What needs to be done
Count the lines in the records below that contain the string "potted", where case counts. Reply with only that number.

Material
===============
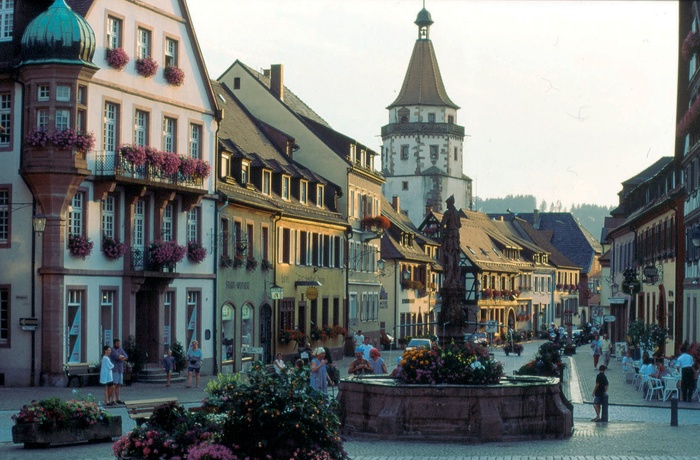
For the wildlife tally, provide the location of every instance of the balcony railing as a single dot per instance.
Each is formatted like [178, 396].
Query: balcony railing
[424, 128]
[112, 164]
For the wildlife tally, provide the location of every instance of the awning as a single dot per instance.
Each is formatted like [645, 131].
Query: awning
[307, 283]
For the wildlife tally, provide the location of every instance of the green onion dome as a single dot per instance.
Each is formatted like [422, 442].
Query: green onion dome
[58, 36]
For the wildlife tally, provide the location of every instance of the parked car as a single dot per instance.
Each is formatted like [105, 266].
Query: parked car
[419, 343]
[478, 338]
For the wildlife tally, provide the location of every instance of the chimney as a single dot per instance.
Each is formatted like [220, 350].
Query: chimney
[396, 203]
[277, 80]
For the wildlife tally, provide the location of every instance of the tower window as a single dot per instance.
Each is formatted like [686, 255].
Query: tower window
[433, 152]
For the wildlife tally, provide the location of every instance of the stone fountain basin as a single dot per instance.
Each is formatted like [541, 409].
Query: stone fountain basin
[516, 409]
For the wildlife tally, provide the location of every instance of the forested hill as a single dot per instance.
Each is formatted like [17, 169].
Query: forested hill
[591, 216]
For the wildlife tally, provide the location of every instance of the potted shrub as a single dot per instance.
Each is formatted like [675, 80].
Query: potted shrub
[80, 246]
===============
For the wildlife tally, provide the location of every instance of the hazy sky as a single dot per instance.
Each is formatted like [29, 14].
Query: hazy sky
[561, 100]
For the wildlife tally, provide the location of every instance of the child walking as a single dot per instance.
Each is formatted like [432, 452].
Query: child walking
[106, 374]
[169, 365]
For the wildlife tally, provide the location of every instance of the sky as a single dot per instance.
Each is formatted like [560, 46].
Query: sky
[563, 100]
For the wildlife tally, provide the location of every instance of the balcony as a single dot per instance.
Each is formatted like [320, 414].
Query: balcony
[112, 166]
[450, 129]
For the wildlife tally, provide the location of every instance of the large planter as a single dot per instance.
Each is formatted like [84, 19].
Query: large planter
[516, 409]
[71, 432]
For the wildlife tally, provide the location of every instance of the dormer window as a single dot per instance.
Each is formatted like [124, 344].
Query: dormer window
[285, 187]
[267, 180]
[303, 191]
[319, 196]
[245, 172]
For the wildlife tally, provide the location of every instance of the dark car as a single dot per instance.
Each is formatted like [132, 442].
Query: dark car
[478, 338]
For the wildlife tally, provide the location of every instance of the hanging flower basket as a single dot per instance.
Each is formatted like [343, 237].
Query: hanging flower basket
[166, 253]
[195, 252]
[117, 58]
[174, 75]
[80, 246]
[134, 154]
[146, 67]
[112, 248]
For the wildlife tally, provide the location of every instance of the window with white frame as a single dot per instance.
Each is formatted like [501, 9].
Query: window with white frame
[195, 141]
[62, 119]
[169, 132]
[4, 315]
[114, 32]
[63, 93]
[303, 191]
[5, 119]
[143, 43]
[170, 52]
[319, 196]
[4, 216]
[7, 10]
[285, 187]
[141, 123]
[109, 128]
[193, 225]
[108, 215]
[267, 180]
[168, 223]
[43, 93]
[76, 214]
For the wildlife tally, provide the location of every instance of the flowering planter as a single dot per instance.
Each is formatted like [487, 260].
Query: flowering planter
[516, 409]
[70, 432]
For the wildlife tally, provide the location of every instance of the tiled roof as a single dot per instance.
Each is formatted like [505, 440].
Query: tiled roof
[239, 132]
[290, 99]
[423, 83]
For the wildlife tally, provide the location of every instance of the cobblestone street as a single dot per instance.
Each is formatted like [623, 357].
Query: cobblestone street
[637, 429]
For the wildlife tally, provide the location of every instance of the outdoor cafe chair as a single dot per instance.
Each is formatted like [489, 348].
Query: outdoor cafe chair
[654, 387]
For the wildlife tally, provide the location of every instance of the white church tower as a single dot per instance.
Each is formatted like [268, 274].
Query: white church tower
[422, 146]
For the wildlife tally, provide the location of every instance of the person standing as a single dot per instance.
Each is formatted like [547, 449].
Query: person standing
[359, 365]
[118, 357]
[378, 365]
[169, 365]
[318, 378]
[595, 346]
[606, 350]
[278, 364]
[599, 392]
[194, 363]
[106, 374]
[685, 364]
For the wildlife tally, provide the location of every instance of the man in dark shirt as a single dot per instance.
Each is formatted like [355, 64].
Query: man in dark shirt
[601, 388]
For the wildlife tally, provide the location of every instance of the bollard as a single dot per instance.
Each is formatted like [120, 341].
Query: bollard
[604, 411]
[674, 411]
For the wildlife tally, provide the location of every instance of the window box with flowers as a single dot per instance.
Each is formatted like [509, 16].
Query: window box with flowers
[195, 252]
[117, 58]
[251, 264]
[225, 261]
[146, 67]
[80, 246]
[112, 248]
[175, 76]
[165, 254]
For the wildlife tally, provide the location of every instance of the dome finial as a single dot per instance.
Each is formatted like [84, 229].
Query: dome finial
===============
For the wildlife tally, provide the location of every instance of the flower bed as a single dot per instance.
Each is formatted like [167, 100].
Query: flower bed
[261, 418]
===============
Exercise result
2